Below are the records. Restate word for word every line from the one that contains "cabinet door handle in this photo." through the final line, both included.
——
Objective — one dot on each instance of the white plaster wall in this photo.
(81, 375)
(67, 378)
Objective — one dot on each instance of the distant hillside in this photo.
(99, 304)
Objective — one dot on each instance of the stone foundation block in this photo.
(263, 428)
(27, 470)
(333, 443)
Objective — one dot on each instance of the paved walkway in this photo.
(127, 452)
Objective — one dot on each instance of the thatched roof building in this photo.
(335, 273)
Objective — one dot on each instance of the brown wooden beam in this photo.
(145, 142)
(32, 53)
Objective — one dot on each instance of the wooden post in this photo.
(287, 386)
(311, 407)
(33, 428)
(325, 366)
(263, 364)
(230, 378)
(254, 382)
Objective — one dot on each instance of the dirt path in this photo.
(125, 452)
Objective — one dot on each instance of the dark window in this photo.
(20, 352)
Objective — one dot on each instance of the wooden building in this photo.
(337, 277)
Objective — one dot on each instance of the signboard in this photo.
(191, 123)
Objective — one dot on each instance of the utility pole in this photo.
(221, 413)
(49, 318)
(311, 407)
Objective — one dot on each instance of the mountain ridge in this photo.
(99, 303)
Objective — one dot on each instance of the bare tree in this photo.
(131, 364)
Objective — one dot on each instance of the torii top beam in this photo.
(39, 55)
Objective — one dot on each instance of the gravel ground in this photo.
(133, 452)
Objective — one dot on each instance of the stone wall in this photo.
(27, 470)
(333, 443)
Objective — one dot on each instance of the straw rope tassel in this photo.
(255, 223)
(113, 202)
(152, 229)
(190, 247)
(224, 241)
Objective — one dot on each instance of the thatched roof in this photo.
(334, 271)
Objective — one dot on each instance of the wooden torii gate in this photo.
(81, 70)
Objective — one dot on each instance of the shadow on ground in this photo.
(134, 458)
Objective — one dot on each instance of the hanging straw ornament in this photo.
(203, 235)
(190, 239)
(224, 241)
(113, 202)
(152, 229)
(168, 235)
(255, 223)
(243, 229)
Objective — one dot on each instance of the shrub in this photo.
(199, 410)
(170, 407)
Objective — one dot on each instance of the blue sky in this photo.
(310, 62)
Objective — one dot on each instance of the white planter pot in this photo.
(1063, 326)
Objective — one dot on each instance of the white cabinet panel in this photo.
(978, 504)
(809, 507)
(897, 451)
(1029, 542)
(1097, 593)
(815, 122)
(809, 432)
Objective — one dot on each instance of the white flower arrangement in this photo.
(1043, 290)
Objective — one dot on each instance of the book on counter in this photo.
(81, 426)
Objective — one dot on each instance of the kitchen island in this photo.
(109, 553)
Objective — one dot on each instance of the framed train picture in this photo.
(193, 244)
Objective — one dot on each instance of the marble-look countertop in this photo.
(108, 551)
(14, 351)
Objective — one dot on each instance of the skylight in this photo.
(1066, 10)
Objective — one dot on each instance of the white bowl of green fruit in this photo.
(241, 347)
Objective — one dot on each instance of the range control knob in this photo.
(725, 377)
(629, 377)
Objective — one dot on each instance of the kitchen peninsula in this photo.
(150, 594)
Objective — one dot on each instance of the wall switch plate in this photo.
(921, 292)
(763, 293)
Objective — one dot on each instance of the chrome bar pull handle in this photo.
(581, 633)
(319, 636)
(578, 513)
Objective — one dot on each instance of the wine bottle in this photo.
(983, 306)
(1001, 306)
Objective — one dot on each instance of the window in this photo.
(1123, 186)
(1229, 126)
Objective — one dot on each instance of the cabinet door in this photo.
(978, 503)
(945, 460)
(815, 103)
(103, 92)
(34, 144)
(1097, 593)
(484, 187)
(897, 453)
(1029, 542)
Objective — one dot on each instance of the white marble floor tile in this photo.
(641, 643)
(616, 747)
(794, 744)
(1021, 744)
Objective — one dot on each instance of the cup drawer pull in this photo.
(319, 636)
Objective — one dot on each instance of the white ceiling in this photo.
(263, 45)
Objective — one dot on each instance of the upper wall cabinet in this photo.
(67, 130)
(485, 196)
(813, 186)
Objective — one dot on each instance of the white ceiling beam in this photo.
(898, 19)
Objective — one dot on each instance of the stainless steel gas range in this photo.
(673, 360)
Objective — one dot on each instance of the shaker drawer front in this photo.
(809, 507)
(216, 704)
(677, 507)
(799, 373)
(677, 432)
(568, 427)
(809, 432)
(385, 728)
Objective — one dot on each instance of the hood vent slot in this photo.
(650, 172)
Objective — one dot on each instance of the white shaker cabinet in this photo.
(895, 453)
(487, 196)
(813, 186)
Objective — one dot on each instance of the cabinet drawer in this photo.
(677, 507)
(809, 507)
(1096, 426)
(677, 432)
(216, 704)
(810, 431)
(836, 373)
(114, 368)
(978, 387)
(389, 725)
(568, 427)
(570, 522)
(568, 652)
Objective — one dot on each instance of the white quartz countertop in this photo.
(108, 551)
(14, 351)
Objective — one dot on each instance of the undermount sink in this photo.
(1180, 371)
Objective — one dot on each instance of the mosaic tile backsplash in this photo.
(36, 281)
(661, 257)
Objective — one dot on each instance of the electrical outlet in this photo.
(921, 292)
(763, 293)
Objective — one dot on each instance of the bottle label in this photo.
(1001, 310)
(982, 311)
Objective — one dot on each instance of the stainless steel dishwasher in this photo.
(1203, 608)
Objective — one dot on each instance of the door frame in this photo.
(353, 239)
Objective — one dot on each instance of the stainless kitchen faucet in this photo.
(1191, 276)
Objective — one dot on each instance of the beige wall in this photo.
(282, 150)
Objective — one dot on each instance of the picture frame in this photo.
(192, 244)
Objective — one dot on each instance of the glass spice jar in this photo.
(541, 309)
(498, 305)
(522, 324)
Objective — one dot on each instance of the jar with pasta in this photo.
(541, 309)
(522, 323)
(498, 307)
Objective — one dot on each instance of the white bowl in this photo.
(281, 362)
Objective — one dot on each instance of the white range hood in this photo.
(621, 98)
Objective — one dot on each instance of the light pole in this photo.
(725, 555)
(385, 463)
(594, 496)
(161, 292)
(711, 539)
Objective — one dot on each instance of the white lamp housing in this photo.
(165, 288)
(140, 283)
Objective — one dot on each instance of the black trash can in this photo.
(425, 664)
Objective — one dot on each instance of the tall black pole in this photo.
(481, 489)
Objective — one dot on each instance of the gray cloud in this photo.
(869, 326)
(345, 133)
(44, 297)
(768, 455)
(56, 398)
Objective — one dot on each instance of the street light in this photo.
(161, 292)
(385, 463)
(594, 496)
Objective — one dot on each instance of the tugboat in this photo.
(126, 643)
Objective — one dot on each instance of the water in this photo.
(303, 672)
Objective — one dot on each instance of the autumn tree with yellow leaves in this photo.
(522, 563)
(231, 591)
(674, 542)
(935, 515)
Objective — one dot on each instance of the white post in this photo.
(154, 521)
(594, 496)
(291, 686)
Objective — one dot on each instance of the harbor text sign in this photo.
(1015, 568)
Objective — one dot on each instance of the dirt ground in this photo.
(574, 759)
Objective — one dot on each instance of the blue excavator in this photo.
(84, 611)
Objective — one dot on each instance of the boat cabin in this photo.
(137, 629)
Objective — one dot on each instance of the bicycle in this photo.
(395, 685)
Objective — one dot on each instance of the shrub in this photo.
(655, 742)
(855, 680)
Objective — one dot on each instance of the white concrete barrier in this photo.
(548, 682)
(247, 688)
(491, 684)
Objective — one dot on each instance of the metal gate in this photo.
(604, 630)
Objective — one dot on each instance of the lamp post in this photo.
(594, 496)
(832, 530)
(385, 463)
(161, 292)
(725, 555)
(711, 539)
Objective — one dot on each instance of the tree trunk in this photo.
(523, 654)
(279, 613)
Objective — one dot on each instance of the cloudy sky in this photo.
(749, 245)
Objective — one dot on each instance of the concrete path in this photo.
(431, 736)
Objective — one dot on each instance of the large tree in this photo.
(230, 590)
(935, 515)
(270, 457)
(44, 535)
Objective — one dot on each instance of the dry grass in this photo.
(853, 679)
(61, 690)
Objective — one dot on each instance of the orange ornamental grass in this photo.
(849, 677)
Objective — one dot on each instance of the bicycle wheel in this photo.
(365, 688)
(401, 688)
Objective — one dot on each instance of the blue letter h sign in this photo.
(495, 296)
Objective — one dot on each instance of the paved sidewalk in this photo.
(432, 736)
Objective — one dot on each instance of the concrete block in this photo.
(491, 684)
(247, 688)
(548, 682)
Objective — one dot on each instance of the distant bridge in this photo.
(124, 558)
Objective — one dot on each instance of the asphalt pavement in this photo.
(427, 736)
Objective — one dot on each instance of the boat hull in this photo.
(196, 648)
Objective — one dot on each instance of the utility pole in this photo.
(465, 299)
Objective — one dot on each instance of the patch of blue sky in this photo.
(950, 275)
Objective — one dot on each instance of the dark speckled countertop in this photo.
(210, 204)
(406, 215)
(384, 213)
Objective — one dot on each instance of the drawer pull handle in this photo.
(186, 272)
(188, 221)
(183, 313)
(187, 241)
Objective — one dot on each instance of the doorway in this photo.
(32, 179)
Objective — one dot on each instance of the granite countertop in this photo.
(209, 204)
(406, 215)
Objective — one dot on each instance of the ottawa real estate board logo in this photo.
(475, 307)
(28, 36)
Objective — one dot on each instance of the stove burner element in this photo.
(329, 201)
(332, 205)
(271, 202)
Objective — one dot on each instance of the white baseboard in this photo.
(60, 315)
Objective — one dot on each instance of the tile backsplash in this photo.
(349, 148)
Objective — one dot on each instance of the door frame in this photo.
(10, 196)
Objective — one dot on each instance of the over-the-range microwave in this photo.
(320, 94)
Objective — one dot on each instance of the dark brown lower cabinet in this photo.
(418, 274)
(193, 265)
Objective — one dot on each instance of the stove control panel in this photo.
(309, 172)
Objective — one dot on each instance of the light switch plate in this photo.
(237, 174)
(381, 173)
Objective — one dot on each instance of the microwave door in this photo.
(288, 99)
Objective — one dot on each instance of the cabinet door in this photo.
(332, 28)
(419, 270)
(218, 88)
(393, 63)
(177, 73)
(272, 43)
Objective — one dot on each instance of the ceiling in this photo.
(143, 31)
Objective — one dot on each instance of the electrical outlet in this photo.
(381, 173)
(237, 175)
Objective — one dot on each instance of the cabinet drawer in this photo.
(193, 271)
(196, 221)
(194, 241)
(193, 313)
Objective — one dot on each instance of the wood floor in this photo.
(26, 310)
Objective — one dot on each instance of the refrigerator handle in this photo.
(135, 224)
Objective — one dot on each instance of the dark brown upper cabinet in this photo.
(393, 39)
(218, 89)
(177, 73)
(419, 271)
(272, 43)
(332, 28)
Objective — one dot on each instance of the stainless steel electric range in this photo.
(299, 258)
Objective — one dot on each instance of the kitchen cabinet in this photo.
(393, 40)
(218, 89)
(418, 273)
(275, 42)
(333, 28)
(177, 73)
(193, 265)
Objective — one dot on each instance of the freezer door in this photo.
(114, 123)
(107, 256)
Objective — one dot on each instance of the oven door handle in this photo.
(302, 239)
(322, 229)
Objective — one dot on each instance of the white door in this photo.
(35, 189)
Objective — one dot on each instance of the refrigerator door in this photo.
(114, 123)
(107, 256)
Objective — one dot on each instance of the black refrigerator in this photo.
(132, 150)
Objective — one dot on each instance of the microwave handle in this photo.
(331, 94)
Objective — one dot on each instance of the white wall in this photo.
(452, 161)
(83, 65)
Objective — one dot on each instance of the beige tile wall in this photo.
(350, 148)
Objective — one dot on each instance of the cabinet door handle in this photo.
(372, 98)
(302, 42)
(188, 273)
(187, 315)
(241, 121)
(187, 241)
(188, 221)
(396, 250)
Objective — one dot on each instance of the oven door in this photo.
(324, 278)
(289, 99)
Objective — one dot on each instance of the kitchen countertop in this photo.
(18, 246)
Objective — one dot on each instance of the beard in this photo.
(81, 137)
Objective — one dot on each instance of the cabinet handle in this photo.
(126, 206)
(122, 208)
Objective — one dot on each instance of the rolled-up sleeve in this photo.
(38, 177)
——
> **EXERCISE RESPONSE**:
Objective — one dot on each instance of the cabinet door handle in this photo.
(372, 98)
(302, 42)
(188, 273)
(187, 315)
(241, 121)
(187, 241)
(188, 221)
(396, 250)
Objective — one dot on each instance of the oven door in this photo.
(324, 278)
(289, 99)
Objective — one dot on each instance of the kitchen countertop in this photo.
(18, 246)
Objective — one dot on each instance of the beard in this photo.
(81, 137)
Objective — one dot on each instance of the cabinet handle in this photo.
(126, 206)
(122, 208)
Objective — one dot on each instance of the rolled-up sleeve in this photo.
(38, 177)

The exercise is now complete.